Assignment:
The word "white" occurs in some of the lines below; copy each of those lines.

Data provided:
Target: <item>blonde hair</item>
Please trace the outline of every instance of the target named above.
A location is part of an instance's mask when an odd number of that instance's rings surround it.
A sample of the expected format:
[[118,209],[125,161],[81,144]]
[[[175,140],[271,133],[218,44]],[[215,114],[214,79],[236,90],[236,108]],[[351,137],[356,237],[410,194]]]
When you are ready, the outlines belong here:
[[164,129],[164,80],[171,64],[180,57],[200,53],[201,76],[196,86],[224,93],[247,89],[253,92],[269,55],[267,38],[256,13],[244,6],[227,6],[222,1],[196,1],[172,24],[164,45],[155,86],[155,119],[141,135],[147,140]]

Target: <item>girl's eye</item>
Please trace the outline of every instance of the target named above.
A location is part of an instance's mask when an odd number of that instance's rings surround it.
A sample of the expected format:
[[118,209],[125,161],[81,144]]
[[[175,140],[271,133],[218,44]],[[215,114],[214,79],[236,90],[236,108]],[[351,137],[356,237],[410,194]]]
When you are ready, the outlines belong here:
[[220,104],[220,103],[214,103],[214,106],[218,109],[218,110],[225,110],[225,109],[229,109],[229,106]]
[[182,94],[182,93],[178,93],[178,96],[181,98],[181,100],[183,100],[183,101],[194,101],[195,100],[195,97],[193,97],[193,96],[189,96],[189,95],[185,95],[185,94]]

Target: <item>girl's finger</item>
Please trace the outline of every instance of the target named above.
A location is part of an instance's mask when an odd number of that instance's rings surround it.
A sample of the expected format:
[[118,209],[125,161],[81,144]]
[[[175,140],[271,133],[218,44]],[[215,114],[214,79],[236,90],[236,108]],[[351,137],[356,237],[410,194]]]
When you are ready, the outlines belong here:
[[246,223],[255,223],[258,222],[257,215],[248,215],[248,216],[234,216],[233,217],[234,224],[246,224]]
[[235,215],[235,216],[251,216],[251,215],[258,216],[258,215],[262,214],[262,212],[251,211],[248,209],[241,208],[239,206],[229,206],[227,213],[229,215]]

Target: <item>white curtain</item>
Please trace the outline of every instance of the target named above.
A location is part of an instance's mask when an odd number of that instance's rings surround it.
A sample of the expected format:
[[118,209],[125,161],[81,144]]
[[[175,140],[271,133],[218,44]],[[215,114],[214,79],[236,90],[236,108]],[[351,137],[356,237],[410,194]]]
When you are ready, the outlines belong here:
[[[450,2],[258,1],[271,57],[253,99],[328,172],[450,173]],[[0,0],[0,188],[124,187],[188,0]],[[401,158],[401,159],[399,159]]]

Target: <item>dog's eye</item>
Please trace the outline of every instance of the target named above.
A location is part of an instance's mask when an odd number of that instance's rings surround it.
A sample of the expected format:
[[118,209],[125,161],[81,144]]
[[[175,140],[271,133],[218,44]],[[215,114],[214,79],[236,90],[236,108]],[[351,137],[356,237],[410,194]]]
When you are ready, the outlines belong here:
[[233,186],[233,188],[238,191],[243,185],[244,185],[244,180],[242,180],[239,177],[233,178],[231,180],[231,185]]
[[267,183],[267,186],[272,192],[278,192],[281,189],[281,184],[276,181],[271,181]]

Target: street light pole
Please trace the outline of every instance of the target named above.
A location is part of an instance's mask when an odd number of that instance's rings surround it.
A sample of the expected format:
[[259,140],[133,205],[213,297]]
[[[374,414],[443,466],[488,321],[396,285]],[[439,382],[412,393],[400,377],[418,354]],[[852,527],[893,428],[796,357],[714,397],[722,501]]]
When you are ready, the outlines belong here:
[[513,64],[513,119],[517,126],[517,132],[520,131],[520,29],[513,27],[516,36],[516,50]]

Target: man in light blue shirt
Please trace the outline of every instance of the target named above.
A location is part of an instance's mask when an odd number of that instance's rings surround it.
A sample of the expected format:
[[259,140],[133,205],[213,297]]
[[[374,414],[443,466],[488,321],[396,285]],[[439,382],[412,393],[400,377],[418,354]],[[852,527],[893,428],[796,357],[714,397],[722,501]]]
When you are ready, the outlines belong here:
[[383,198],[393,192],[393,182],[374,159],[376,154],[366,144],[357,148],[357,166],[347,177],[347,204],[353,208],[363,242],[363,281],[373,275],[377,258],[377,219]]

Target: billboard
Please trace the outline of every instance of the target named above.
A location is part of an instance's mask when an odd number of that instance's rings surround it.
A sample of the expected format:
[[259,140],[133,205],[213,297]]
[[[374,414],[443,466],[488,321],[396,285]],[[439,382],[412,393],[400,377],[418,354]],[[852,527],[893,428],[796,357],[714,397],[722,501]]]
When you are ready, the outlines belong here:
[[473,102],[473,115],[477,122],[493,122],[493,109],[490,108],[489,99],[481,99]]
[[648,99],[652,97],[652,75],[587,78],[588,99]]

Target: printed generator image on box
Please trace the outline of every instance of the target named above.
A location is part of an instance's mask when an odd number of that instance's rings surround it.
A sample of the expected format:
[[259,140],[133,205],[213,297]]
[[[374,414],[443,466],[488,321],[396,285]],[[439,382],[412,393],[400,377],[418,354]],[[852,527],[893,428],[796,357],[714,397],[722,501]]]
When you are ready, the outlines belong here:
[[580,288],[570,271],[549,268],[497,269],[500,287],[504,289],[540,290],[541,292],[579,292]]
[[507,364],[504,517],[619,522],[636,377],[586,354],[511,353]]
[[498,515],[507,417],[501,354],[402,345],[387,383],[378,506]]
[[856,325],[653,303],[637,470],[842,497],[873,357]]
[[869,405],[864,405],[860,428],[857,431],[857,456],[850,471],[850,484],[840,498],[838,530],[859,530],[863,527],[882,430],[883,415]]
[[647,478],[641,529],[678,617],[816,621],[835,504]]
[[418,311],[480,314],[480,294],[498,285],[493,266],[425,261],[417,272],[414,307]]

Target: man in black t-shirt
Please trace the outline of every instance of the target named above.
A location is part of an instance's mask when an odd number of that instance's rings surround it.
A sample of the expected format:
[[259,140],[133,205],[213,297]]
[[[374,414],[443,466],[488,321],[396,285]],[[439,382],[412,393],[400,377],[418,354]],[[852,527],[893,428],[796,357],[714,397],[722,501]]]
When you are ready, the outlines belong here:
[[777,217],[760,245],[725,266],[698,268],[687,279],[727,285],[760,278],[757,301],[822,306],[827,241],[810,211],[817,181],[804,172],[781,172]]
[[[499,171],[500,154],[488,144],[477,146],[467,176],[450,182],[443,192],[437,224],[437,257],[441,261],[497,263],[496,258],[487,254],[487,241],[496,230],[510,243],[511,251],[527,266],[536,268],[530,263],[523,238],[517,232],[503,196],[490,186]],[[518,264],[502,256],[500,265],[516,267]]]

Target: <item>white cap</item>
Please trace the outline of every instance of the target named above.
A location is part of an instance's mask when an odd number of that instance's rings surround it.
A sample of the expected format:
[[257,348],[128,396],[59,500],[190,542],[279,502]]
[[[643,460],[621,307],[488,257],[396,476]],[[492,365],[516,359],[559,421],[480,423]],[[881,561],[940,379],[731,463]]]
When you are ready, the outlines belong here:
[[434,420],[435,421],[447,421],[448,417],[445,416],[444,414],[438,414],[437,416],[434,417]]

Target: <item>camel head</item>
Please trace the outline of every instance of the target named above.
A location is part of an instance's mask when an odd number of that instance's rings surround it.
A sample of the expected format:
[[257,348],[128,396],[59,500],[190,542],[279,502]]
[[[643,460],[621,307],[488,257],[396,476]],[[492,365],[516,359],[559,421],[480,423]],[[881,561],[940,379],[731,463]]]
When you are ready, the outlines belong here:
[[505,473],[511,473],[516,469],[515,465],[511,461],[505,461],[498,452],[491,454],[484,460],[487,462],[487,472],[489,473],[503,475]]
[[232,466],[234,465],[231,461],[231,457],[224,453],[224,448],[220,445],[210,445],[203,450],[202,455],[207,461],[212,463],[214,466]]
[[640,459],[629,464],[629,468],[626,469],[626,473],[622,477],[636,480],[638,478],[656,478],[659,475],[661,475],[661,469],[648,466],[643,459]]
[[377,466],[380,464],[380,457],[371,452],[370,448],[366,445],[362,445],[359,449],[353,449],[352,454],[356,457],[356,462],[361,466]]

Reply to the exercise:
Target: <item>white curtain</item>
Target: <item>white cap</item>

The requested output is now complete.